Restate all the data word for word and omit the pictures.

──────── PROVIDED INFORMATION

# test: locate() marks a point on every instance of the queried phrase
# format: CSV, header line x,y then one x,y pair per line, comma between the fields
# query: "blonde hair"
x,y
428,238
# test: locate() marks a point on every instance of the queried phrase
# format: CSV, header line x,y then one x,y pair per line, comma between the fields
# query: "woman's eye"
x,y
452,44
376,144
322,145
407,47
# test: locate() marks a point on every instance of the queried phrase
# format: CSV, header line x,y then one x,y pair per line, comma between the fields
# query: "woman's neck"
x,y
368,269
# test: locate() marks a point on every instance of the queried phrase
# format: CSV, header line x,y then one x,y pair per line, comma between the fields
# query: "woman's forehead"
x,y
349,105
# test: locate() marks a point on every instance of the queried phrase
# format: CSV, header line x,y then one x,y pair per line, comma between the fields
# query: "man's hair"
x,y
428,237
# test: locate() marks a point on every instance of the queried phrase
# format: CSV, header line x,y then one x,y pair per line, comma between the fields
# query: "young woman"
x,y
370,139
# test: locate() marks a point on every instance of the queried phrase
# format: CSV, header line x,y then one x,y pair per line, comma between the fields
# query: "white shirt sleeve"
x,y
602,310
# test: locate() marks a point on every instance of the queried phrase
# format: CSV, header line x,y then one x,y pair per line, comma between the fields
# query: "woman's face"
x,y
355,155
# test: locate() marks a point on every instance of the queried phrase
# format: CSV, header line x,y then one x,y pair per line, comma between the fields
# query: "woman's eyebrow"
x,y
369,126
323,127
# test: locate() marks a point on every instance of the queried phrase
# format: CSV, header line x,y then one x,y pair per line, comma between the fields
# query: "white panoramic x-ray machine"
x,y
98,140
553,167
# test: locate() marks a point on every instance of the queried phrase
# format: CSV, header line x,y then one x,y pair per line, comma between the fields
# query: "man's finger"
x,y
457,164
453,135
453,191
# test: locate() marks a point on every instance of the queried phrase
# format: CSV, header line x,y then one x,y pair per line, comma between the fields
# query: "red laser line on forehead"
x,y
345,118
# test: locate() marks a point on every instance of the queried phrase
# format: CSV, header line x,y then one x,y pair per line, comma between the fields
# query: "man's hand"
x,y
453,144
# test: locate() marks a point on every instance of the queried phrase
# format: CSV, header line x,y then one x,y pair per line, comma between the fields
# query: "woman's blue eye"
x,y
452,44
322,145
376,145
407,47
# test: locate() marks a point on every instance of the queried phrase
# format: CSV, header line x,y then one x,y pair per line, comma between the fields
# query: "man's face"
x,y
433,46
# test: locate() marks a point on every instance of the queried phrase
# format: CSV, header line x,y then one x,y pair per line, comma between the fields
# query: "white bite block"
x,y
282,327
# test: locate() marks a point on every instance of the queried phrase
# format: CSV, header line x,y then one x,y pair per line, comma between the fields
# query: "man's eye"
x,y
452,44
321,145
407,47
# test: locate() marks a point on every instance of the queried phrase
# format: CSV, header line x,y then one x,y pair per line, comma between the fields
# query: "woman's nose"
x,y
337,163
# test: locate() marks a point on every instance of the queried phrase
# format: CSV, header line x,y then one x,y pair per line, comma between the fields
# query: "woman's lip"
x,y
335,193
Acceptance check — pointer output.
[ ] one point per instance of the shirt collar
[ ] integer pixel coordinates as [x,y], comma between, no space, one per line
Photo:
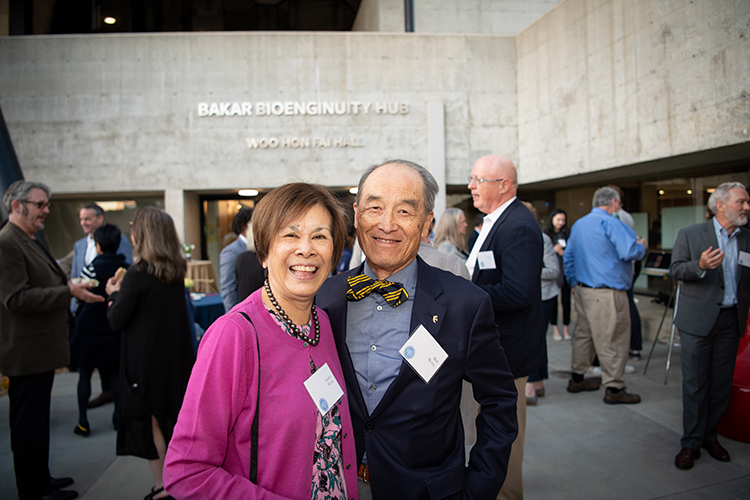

────────────────

> WRITTEN ANSWER
# test: locate() marks a point on every instance of the queried phrase
# format: CSV, header line x,y then one x,y pair per line, comma between the fields
# query: "blonde hair"
x,y
428,238
# test: locate() marks a point on every instance of the queried phrase
# format: CSV, header line x,y then one x,y pair per line, comma between the fields
# query: "woman's eye"
x,y
452,44
376,144
322,145
407,47
# test: locate() marks a point on every instance of the queried phrase
# format: CSV, header line x,y then one x,y pair per line, comma between the fields
# query: "woman's neck"
x,y
368,269
# test: locate() marks a point on every instance of the queried phrase
# format: CSV, header line x,y then one x,y pair per line, comma between the fields
# query: "woman's forehead"
x,y
349,105
# test: locate() marks a point on every instance of the queried phrase
# format: CSV, header line x,y then one x,y pair per line, comma between the fields
# query: "man's hair"
x,y
428,237
# test: locate() marks a point on every instance of the queried phrase
# format: CSV, header line x,y then one x,y pair per line, comma between the fields
# query: "young woman"
x,y
370,139
# test: locate() marks a point on every instance of the queried phrase
# format: CSV, header line x,y then one x,y pair per line, comma between the fields
# query: "white shirt sleeve"
x,y
602,310
# test: locate() marks a point on every instance of the queried phrase
# format: CSV, header line x,y then one x,y pair per line, comma between the fields
# query: "woman's face"
x,y
355,155
# test: locate() marks a point on every instance of the queried phrase
# format: CSV, header line x,y then one x,y pair per line, comma between the fields
# query: "woman's eyebrow"
x,y
369,126
323,127
# test: locate() marks a point on every instance of the queried phrase
# format: CSV, header line x,y then one x,y pair per line, comma between the fields
# query: "white panoramic x-ray machine"
x,y
98,140
553,167
# test: locate() marks a point on every instance of the queried phrase
# format: CSV, header line x,y then one x,y pair per line, comma between the fields
# query: "man's finger"
x,y
457,164
453,135
453,191
# test: locate() marks a point on every instance of the queried phrase
# format: CSV, header line x,y then one x,y pair per line, comma between the fields
# query: "red laser line on forehead"
x,y
345,118
# test: locate() marks a point on every instance of the queried phrase
# format: CSV, header line x,y then one x,y pair per line, comma between the fields
# query: "man's hand"
x,y
453,144
# test: locate() marks a point on every instance of the queried phrase
# format: CSV, header line x,y then one x,y pair per line, comma between the fields
# query: "woman's blue eye"
x,y
452,44
322,145
376,145
407,47
# test: locate() marks a point on every instance of the queried phrase
# format: CSV, header line x,y then one x,y pair per line, comma between the fields
# query: "man's face"
x,y
433,46
# test: locate() marks a point on every instance of the queried phrase
# format: CSV, header line x,y then one x,y pair per line, comma between the fields
# query: "white bite block"
x,y
282,327
# test: locate() marks a point on every instance of the queried phrase
# format: CSV, header line x,y then one x,y pair per line, comma between the fields
# query: "man's eye"
x,y
452,44
321,145
407,47
# test: locate() marks a point on every instance of the queried phrase
# format: CSV, header line x,y then one x,y pair per line, comma between the fields
# query: "woman's nose"
x,y
337,163
# test: locate() marks a point on every instance of the queried phrase
# format: CSV, header line x,y then one x,y pair per line, comma between the fields
# query: "woman's lip"
x,y
335,193
Acceptance check — pointer output.
[ ] one point per instance of the shirt collar
[ ] integer pixel coordinates as [x,y], comma between, no space, one per line
Photo:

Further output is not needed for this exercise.